_The problem_
Return the data below unchanged, without images.

════════════════════

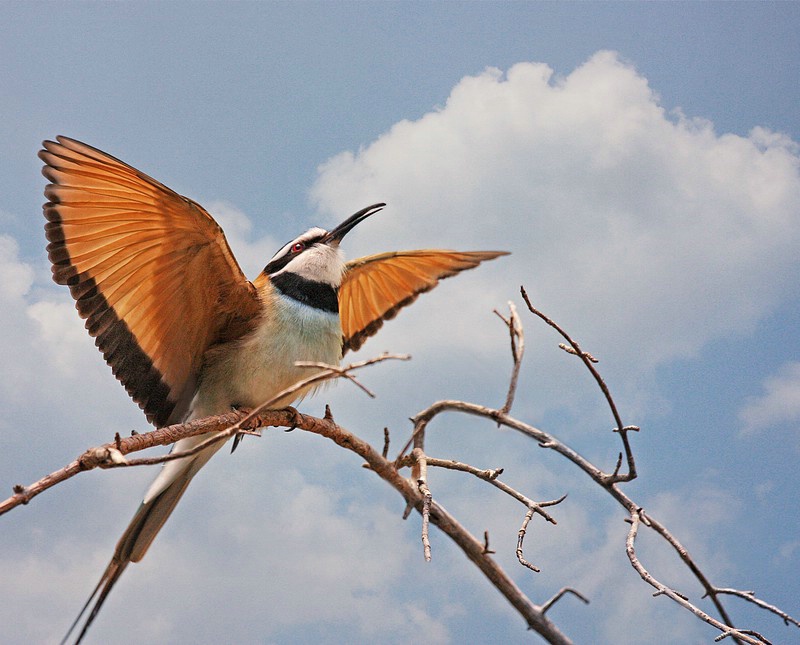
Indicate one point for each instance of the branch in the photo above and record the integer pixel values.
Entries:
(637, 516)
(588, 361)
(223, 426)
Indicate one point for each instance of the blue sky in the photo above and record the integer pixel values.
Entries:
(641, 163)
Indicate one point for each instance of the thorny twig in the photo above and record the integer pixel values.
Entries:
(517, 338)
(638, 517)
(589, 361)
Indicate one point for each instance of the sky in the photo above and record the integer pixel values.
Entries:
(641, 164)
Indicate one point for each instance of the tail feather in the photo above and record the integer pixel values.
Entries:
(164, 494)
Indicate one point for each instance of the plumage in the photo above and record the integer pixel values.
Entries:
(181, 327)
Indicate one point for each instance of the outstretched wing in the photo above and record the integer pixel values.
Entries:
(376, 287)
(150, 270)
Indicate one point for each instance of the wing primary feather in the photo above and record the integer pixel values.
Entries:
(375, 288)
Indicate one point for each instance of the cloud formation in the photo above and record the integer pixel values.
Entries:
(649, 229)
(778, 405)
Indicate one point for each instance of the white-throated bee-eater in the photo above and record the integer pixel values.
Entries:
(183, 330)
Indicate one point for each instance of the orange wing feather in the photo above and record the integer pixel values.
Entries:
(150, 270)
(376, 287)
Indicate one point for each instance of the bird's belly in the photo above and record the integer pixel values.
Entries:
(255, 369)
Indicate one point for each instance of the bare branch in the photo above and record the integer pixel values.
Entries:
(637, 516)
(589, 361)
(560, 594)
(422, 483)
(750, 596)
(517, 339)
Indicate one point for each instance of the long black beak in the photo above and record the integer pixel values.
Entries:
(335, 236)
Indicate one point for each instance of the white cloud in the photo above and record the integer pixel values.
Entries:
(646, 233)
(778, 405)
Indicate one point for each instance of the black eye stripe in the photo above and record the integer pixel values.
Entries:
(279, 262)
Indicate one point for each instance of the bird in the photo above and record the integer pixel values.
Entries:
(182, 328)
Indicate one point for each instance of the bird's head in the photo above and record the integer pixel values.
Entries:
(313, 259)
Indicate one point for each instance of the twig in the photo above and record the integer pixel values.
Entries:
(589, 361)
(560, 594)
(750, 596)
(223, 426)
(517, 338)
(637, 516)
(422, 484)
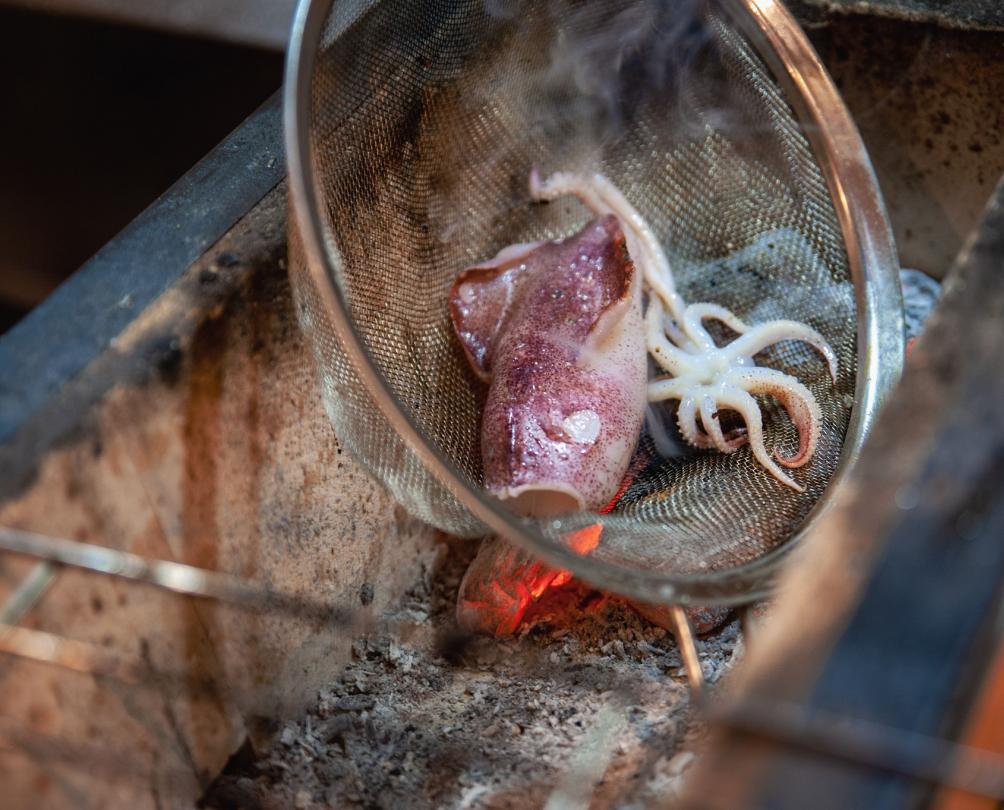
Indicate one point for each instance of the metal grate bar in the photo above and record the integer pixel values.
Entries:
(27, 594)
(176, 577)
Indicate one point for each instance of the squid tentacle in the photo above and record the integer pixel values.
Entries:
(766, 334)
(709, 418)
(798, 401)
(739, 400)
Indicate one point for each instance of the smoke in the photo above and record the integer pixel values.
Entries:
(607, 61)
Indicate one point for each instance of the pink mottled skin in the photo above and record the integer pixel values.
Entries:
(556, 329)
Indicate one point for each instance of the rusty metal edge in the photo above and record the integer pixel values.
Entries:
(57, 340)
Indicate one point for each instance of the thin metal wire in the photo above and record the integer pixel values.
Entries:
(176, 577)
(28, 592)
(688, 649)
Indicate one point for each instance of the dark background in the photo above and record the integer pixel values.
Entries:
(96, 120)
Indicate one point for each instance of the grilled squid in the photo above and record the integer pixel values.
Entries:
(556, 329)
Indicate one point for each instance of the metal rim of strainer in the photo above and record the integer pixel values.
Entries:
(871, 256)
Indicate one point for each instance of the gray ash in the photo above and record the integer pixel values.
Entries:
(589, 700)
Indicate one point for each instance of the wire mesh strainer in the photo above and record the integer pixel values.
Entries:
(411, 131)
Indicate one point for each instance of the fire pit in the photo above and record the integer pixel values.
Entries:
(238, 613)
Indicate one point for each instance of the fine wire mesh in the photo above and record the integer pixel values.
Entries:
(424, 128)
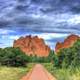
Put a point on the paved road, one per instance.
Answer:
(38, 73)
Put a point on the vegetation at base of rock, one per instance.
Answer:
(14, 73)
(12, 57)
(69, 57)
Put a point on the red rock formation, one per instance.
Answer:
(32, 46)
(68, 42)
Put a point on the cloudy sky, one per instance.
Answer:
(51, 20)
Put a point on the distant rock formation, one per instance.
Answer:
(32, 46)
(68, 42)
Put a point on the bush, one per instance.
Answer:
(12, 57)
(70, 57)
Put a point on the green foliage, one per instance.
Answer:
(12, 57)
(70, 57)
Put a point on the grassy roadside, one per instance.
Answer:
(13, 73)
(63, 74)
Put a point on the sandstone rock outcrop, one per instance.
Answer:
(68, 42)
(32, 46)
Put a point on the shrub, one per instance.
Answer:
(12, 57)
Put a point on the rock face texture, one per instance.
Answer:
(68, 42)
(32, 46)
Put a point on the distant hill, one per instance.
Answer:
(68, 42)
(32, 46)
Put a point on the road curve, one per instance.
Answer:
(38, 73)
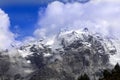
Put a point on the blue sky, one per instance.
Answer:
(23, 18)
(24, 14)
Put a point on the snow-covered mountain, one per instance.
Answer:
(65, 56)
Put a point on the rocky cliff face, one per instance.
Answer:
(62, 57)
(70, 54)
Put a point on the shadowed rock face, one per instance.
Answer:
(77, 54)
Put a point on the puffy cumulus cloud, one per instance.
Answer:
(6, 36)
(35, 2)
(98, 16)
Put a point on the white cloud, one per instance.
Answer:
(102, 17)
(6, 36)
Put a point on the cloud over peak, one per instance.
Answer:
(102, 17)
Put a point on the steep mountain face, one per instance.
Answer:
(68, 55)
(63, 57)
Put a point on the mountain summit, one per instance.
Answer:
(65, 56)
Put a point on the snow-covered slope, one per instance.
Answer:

════════════════════

_Exercise solution_
Indicate one point for each instance of the branch in the photo above and record the integer pixel values.
Entries:
(637, 516)
(588, 361)
(223, 426)
Indicate one point for each instance of the blue sky in the photo above and record the integer pixel values.
Entries:
(641, 163)
Indicate one point for each instance of the thorny twig in the photo above and record the integer pixel values.
Entries:
(517, 338)
(638, 517)
(589, 361)
Indicate one point for each instance of the sky in the photo above and record the integer pixel values.
Entries:
(641, 164)
Indicate one point for each instance of the tail feather in the photo above and record the integer pixel values.
Entries:
(164, 494)
Indicate one point for each instance of the plumage in the photo above and record the integer pixel values.
Entries:
(181, 327)
Indicate one point for each instance of the outstretched wing in the photo above and record the integer pixel values.
Entries:
(376, 287)
(150, 270)
Indicate one point for each instance of the wing primary feather in the photo above and record the integer pixel values.
Entries:
(375, 288)
Indicate one point for each instance of the cloud formation in the photo above and record the integer pixel values.
Entries:
(649, 229)
(778, 405)
Indicate one point for each instance of the white-throated bee-eater in the photo above and record the integer pixel values.
Entries:
(183, 330)
Indicate one point for each instance of the orange wing feather in the photo above and record the integer pixel values.
Entries:
(150, 270)
(376, 287)
Indicate one point for each instance of the bird's belly in the photo above and record the integer pixel values.
Entries:
(255, 369)
Indicate one point for each instance of the bare branch in the photo above and record the integer pixel values.
Entries:
(637, 516)
(589, 361)
(560, 594)
(422, 483)
(750, 596)
(517, 339)
Indicate one point for each instance of the long black beak in the photo above and record the integer pixel values.
Entries:
(335, 236)
Indicate one point for each instance of the white cloud in the photo above and record the integer pixel values.
Entries:
(646, 233)
(778, 405)
Indicate one point for each instance of the black eye stripe in the photo above and record the integer pixel values.
Entries:
(279, 262)
Indicate one point for each instance of the bird in the photo above and record the integer pixel values.
Entries:
(182, 328)
Indicate one point for each instance of the bird's head in the photo above and record the integer pixel values.
Entries:
(313, 259)
Indicate one point for each instance of the twig in the photo above and record the integer pixel values.
Entries:
(589, 361)
(560, 594)
(750, 596)
(223, 426)
(517, 338)
(637, 516)
(422, 484)
Indicate one point for each instance of the metal grate bar in the photo above and record the integer pixel values.
Entries:
(27, 594)
(176, 577)
Indicate one point for each instance of the squid tentacle in the photo above and record the integer pixel values.
Entries:
(766, 334)
(709, 418)
(798, 401)
(739, 400)
Indicate one point for each instance of the smoke in the photo above and record the integer pixel values.
Entries:
(607, 61)
Indicate one point for each instance of the pink mottled skin in the photo above and record the integer pixel values.
Entries:
(556, 329)
Indicate one point for each instance of the rusty metal edge in the photo above and record the integer pixel values.
Entries:
(57, 340)
Indicate one point for each instance of the thin metal wire in the photo above and record the integer pixel values.
Entries:
(176, 577)
(28, 592)
(688, 649)
Indicate one point for each instance of the dark background in the photo above and record the integer pixel values.
Entries:
(96, 120)
Indicate one point for each instance of the grilled squid in the photo above and record the integer pixel values.
Entries:
(556, 329)
Indicate one point for each instance of the metal rim of strainer in the photo above and record the integer pixel values.
Entries:
(871, 256)
Indicate one point for each instance of the gray ash in the photo above and record the integer pixel values.
Entries:
(589, 700)
Indicate one point for each instance of the wire mesh strainer in the photo above and record the integer pixel values.
Entries:
(411, 131)
Indicate one point for each instance of the fire pit in the photo above and record the integer pixel values.
Entries:
(238, 613)
Indicate one point for each instance of the fine wire mesh in the photo above and record the integer pixel values.
Entries:
(424, 128)
Put a point on the paved road, one per instance.
Answer:
(38, 73)
Put a point on the vegetation at base of rock, one per instance.
Answer:
(14, 73)
(12, 57)
(69, 57)
Put a point on the red rock formation, one per instance.
Answer:
(32, 46)
(68, 42)
Put a point on the cloudy sky, one per instance.
Answer:
(51, 20)
Put a point on the distant rock formation, one per instance.
Answer:
(32, 46)
(68, 42)
Put a point on the bush, one per instance.
Answer:
(12, 57)
(70, 57)
Put a point on the green foliage, one per instance.
Answer:
(12, 57)
(70, 57)
Put a point on the grassy roadside, one per instance.
Answer:
(13, 73)
(63, 74)
Put a point on the sandstone rock outcrop, one per instance.
Answer:
(68, 42)
(32, 46)
Put a point on the shrub, one per instance.
Answer:
(12, 57)
Put a point on the rock face texture, one per instance.
Answer:
(68, 42)
(32, 46)
Put a point on the distant hill, one per instance.
Answer:
(68, 42)
(32, 46)
Put a point on the road curve, one per instance.
Answer:
(38, 73)
Put a point on the blue sky, one per instance.
Answer:
(23, 18)
(24, 14)
Put a point on the snow-covered mountain, one per instance.
Answer:
(65, 56)
Put a point on the rocky cliff face, one per instance.
Answer:
(62, 57)
(70, 54)
Put a point on the shadowed rock face, one per instance.
Answer:
(77, 54)
Put a point on the puffy cumulus cloud, one per instance.
Answer:
(6, 36)
(35, 2)
(98, 16)
Put a point on the white cloud, one per instance.
Answer:
(102, 17)
(6, 36)
Put a point on the cloud over peak, one per instance.
Answer:
(102, 17)
Put a point on the steep mountain face, one per instance.
Answer:
(68, 55)
(63, 57)
Put a point on the mountain summit, one per instance.
Answer:
(65, 56)
Put a point on the snow-covered slope, one per instance.
Answer:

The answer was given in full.